▶ [Written exercise]
Copy out the stretch from the line containing "Does the image contain any mirror reflection?" through the end of the material, replacing every "User intent" with "Target description" and leaving everything else unchanged.

-- START OF Dataset records --

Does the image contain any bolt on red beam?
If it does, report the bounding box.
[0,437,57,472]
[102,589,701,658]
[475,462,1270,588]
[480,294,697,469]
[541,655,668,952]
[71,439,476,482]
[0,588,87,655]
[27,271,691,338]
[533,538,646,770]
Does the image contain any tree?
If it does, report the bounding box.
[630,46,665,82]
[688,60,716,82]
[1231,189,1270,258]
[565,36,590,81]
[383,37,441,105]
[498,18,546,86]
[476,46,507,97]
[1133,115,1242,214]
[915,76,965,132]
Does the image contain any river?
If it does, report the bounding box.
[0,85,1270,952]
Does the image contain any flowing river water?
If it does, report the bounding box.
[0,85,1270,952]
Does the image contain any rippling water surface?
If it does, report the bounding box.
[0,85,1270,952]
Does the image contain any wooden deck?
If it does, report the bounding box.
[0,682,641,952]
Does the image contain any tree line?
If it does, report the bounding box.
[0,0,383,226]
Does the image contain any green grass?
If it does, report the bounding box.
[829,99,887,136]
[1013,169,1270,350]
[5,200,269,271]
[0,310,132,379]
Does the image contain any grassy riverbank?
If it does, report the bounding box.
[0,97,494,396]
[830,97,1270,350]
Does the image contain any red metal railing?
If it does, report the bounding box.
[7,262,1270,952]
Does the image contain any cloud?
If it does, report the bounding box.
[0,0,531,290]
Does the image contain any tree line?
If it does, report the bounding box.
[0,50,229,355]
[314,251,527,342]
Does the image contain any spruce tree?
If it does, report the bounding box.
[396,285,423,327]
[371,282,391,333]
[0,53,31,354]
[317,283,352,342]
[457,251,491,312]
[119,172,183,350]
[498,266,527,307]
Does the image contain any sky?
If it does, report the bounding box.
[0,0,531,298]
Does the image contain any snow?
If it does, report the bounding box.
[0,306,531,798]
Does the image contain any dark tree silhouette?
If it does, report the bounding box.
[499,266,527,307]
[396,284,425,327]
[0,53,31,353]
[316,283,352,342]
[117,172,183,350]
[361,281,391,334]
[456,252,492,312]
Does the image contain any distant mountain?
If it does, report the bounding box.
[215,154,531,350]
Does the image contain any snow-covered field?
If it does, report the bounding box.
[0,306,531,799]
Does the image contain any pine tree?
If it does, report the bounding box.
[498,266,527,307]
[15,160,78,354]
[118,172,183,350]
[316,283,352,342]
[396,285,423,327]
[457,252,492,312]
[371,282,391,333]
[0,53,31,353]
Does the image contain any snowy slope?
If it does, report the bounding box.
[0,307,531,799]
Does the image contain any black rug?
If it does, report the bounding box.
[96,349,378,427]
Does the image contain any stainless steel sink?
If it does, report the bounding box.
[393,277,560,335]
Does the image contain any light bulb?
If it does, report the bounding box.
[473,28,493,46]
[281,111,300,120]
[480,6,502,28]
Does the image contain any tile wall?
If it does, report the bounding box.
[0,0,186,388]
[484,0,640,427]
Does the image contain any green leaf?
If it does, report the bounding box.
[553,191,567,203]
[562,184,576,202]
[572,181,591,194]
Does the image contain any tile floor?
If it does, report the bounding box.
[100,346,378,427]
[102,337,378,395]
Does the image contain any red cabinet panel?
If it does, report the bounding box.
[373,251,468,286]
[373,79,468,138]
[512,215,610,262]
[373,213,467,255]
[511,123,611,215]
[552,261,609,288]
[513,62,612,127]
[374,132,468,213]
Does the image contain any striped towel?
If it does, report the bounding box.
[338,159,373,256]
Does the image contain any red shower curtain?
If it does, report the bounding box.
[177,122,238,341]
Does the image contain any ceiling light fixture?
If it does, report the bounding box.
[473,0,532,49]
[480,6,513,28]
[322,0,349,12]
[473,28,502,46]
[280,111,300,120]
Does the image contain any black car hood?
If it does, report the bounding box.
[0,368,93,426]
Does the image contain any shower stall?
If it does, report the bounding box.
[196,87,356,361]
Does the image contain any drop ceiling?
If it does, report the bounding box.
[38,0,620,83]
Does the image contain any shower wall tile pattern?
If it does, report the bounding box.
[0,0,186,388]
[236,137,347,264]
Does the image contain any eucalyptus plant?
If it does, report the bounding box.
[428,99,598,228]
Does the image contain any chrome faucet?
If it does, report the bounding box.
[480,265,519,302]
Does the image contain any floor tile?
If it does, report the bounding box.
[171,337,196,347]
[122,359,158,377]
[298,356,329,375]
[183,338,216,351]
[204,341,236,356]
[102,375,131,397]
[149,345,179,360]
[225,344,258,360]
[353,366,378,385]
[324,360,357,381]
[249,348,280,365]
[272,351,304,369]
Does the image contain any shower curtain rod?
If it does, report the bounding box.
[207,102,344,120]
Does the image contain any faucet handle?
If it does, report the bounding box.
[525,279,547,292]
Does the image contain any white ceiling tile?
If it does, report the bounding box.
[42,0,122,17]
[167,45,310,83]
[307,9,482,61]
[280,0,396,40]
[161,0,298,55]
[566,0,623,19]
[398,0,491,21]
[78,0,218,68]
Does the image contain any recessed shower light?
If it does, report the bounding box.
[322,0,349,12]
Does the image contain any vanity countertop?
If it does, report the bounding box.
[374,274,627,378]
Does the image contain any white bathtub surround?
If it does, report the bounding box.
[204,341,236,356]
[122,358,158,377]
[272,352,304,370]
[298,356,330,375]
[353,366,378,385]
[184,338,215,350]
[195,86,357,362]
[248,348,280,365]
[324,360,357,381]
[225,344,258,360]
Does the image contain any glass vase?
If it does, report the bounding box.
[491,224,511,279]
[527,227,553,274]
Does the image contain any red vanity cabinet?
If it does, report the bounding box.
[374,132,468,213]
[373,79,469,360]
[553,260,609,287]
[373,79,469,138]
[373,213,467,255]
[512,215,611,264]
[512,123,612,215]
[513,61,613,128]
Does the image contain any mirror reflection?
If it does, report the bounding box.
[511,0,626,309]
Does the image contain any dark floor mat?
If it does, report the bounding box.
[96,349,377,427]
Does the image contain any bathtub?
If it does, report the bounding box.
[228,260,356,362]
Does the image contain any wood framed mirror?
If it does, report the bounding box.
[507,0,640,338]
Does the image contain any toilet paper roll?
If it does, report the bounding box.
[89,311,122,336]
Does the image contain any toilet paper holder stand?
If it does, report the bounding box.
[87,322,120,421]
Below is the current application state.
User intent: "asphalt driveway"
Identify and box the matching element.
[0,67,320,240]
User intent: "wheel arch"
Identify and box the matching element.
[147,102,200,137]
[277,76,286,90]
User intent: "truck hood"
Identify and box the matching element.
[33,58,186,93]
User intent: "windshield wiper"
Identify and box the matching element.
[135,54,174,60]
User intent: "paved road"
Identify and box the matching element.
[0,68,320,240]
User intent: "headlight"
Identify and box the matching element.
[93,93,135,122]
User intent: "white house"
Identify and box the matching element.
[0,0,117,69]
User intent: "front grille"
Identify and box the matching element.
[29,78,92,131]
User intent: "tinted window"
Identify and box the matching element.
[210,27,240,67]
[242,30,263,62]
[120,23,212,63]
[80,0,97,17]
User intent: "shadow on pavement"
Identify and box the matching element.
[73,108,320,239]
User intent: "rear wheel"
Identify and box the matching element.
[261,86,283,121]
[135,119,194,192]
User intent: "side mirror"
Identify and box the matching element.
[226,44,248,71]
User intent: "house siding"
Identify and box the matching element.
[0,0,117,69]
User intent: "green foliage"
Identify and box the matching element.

-- END OF Dataset records --

▶ [Expected answer]
Does the image contain any mirror reflection?
If it does, report the bounding box.
[511,0,626,309]
Does the image contain any dark floor mat?
If it does, report the bounding box.
[96,349,377,427]
Does the image contain any bathtub?
If it does, report the bounding box.
[228,260,356,362]
Does the image contain any wood framed mirror?
If it does, report the bounding box.
[507,0,640,338]
Does the image contain any toilet paper roll?
If it does, report the bounding box.
[89,311,122,336]
Does the image contain any toilet paper holder stand?
If it does, report the bounding box.
[87,322,120,421]
Below is the current application state.
Target description: "asphalt driveway"
Identify and box the matching element.
[0,67,320,240]
Target description: "wheel arch"
Identify and box the matching element.
[147,102,200,137]
[277,76,286,90]
Target description: "truck hood"
Identify and box the matching element.
[33,58,186,93]
Target description: "windshield wiper"
Identify and box the matching element.
[135,54,174,60]
Target description: "paved road"
Identify and box the matching element.
[0,68,320,240]
Target description: "headlight"
Identify and box the matching element.
[93,93,135,122]
Target description: "white house"
Identify and box the matching element.
[0,0,117,69]
Target description: "front grille"
Identify and box the matching element.
[29,78,92,131]
Target description: "tinted window"
Identify and box the matching element.
[210,27,240,67]
[242,30,263,62]
[120,23,212,63]
[80,0,97,17]
Target description: "shadow on pavement"
Identify and box the matching element.
[73,108,320,239]
Target description: "rear wheel"
Identify and box the matching element.
[261,86,283,121]
[135,119,194,192]
Target description: "side mirror"
Identify and box the matching element.
[226,44,248,71]
Target description: "house siding"
Identify and box the matching element.
[0,0,117,69]
Target description: "green foliage"
Identify and box the matching element.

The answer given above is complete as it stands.